### Objective
State how many lines in the listing below contain the word "green". Reply with the number alone.

### Source material
┏━━
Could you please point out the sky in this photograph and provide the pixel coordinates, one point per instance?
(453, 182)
┗━━
┏━━
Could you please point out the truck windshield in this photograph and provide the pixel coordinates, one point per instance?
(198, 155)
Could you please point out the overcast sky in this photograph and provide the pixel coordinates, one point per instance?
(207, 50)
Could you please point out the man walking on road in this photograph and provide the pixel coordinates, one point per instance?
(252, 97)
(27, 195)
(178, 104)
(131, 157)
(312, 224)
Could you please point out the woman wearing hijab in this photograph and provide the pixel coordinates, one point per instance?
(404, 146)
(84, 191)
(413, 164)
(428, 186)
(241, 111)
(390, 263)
┗━━
┏━━
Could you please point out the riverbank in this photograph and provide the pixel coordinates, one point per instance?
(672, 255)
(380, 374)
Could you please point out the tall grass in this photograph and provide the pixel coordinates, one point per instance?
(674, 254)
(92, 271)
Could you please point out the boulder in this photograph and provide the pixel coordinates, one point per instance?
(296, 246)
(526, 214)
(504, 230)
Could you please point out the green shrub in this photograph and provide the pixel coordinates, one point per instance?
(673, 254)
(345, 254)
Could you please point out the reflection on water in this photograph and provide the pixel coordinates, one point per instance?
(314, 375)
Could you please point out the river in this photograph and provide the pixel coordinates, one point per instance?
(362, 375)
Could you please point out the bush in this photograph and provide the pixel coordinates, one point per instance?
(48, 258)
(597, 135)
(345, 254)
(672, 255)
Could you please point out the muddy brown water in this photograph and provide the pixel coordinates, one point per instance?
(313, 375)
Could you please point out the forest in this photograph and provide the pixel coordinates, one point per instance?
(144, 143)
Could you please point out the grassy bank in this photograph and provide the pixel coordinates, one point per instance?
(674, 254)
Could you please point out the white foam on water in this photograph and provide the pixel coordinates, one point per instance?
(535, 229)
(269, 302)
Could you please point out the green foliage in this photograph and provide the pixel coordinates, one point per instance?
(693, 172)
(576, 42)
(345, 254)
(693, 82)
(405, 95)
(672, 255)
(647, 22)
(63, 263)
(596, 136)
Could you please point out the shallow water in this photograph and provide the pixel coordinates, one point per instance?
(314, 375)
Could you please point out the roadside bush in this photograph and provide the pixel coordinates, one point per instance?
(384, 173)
┗━━
### Output
2